* [Extrait fourni]

***

Opinion
Kerry-Lavrov : Les
Sykes Picot du XXIe siècle
Chems
Eddine Chitour
Le Pr
Chems Eddine Chitour
Jeudi 28 février
2013
«La vie
humaine est une valeur qui n'a pas de
prix, tout ce qu'on appelle réformes,
droits de l'homme et démocratie ne
valent pas le sang d'un seul homme
innocent»
Patriarche Raï
Il semble que le drame du peuple syrien
connaîtra son épilogue à en croire les
rumeurs supputations et autres analyses.
De quoi s'agit-il? Ni plus ni moins d'un
nouveau partage du monde entre les
grands. Pour l'histoire récente nous
nous souvenons de Yalta, du «rideau de
fer» entre un Occident dit «libre» et un
Empire du «mal» pour reprendre
l'expression de Ronald Reagan. Une
trentaine d'années plus tôt, il y eut un
partage du monde entre les deux
«puissances» de l'époque, la perfide
Albion (l'Angleterre) et le Coq gaulois
(la France) qui guerroyaient tantôt de
concert, notamment pour démolir la
Chine, tantôt l'un contre l'autre par
pays faibles interposés. Les Etats-Unis
n'avaient pas encore atteint le sommet
de la puissance et la Russie et la Chine
étaient engluées dans leur contradiction
interne.

***

Extraits d'un jeu de données d'annotation par points
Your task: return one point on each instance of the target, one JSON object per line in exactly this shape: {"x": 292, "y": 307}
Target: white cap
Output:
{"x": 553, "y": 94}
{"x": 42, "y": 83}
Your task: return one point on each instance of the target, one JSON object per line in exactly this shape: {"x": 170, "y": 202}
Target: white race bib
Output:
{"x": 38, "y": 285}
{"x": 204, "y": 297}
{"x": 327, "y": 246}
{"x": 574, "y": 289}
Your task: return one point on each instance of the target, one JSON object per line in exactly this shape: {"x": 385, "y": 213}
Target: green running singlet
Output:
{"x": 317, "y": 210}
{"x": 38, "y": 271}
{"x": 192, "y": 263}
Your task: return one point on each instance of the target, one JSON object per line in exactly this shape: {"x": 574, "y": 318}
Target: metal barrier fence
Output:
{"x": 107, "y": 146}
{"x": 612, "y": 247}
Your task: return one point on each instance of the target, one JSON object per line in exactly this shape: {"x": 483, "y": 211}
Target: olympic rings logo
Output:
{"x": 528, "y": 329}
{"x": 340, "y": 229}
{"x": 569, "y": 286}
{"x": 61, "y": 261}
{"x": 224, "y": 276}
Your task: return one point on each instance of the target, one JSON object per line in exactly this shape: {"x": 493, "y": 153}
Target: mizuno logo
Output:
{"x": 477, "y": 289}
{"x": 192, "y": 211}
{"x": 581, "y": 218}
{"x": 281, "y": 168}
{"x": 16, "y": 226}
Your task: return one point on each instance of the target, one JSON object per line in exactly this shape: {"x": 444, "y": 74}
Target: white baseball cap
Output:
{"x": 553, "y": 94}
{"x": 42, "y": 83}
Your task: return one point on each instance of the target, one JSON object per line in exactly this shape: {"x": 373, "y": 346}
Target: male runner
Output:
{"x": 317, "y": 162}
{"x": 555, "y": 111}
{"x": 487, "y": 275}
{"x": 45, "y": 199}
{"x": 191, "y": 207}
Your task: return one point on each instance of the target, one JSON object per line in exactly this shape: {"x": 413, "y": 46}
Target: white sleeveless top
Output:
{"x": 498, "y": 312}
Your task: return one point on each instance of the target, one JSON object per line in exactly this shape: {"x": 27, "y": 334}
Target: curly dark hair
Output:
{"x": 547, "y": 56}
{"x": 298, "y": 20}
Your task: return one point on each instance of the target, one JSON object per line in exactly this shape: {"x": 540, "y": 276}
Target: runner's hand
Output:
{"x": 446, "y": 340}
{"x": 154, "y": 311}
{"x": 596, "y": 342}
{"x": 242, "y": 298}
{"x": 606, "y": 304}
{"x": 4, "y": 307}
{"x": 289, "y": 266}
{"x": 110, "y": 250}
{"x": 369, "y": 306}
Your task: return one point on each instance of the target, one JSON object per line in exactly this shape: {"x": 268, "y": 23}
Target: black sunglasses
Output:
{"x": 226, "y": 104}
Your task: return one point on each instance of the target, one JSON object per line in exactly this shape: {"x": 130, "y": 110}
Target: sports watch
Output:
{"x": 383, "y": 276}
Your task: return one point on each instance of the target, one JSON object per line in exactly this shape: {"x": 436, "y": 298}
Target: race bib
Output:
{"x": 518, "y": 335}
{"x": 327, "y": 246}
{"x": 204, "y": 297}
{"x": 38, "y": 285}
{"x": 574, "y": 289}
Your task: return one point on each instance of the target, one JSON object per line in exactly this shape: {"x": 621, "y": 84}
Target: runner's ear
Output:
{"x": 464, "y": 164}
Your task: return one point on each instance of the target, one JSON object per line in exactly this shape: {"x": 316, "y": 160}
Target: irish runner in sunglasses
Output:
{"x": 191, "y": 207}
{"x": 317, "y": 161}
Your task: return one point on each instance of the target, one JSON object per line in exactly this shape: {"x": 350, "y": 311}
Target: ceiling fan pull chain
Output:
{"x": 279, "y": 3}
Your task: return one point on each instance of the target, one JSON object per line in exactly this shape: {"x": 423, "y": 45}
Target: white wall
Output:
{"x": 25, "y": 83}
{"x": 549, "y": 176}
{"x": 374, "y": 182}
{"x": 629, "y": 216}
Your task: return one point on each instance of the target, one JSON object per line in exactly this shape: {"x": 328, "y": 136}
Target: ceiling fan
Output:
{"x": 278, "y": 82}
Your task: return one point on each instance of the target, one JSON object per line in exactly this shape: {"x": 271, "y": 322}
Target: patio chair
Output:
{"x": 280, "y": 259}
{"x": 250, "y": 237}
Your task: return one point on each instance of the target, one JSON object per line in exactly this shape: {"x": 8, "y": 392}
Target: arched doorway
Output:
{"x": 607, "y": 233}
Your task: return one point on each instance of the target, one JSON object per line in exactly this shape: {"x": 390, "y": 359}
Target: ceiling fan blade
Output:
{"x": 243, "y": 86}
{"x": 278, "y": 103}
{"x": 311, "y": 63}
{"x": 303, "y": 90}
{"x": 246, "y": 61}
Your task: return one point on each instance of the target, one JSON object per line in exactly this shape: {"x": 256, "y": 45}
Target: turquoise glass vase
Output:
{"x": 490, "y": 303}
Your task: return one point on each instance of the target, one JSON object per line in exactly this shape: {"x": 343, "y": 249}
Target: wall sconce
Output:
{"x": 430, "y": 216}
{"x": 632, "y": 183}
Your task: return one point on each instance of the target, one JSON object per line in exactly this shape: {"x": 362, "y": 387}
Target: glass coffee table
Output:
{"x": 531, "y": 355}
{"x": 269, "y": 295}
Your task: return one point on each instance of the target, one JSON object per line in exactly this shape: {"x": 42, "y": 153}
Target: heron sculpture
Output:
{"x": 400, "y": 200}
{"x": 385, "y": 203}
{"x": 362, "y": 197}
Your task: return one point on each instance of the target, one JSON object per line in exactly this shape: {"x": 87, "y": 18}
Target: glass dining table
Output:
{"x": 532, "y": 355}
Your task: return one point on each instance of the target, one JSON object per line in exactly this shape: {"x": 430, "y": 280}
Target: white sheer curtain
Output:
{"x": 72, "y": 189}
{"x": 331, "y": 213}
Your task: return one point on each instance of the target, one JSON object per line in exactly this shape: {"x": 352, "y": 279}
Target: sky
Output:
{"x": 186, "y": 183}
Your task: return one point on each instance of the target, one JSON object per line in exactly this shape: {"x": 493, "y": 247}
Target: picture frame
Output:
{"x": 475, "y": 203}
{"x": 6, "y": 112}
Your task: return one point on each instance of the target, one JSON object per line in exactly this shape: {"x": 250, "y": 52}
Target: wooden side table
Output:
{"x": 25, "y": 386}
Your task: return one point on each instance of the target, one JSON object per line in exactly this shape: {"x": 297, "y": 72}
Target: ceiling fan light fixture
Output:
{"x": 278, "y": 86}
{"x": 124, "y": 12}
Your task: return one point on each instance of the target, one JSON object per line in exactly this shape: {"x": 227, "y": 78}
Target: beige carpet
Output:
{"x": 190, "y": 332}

***

* [Consignes à suivre]
- A) Quels pays la tribune sur le partage du monde cite-t-elle entre « Une trentaine d'années plus tôt » et sa dernière phrase ?
- B) Rédigez la suite de la tribune sur le partage du monde, à partir de sa dernière phrase.

* [Réponses proposées]
- A)
- l'Angleterre
- la France
- la Chine
- les Etats-Unis
- la Russie

- B)
Les
accords Sykes –Picot
Nous sommes en 1916, le conflit a deux
ans, l'Empire ottoman «l'homme malade de
l'Europe» est du côté allemand. C'est
l'occasion pour les deux acolytes
anglais et français de donner le coup de
grâce à l'empire vermoulu et qui n'a
jamais connu de repos depuis plus d'un
siècle, constamment attaqué par ces deux
puissances qui, au nom de la protection
des minorités (Guerres du Levant),
dépeçaient méthodiquement l'empire. Les
accords Sykes-Picot sont justement des
accords secrets signés le 16 mai 1916,
entre la France et la Grande-Bretagne
(avec l'aval des Russes et des
Italiens), prévoyant le partage du
Moyen-Orient à la fin de la guerre
(espace compris entre la mer Noire, la
mer Méditerranée, la mer Rouge, l'océan
Indien et la mer Caspienne) en zones
d'influence entre ces puissances, dans
le but de contrer des revendications
ottomanes. (...) Aux États-Unis, le
président Woodrow Wilson, -scandalisé
par l'accord- tentant de mettre en avant
l'argument de l'autodétermination des
peuples, en vain. Les Français et les
Britanniques se mettent d'accord sur les
frontières à la conférence de San-Remo,
en avril 1920.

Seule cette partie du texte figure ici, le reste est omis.